→ Task objective: Retype the portion of the piece on introduced California fish between "Ecology Kyle Griffiths" and "to be disappointed.", inclusive.

→ Excerpt to read:
----

Ecology Kyle Griffiths

Introduced California Fish: the Good and Bad

by Kyle Griffiths

As an original resident of the far West, a recent transplant from the Pacific Coast, I was under a subconscious misapprehension about fish diversity in North America. Roughly speaking, the further east you go, the more kinds of fishes there are. The peak fish diversity in the US is in the South; there are 244 native fish species in Kentucky, for instance. I’d like to see some of the members of the darter family and some cyprinodonts (killifish and topminnows) of the East, lovely fish that have few representatives here in the West. Altogether, we have less than one hundred types of native fish in California, a dozen or so in the San Joaquin watershed; if I was expecting hundreds of fish species from moving here, I was destined to be disappointed.

----

→ Given data:

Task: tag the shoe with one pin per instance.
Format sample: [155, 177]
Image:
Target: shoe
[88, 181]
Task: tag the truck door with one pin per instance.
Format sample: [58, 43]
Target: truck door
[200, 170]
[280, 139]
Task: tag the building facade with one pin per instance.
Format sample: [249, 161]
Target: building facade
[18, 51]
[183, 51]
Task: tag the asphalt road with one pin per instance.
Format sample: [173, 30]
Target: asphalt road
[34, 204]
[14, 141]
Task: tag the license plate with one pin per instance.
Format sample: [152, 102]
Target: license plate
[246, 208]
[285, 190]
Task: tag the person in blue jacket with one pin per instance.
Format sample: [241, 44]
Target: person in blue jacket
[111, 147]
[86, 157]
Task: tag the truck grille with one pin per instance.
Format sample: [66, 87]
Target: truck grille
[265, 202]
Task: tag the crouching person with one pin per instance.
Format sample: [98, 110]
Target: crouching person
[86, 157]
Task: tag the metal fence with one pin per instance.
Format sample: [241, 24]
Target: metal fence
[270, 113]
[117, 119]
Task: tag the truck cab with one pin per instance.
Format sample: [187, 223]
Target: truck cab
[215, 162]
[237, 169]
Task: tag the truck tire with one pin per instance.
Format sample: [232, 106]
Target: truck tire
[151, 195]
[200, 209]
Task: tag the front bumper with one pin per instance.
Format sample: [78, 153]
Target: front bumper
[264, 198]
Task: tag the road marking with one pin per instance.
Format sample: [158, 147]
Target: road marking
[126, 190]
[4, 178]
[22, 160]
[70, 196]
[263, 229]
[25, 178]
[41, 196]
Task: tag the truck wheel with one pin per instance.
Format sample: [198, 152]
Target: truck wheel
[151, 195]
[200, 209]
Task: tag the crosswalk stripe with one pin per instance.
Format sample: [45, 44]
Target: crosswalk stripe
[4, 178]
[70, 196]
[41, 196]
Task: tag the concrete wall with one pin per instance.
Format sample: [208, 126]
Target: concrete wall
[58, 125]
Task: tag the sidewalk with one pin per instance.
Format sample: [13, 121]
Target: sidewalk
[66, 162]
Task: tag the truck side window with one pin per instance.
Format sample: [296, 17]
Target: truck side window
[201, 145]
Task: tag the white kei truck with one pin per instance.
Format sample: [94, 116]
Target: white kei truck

----

→ Solution below:
Ecology Kyle Griffiths

Introduced California Fish: the Good and Bad

by Kyle Griffiths

As an original resident of the far West, a recent transplant from the Pacific Coast, I was under a subconscious misapprehension about fish diversity in North America. Roughly speaking, the further east you go, the more kinds of fishes there are. The peak fish diversity in the US is in the South; there are 244 native fish species in Kentucky, for instance. I’d like to see some of the members of the darter family and some cyprinodonts (killifish and topminnows) of the East, lovely fish that have few representatives here in the West. Altogether, we have less than one hundred types of native fish in California, a dozen or so in the San Joaquin watershed; if I was expecting hundreds of fish species from moving here, I was destined to be disappointed.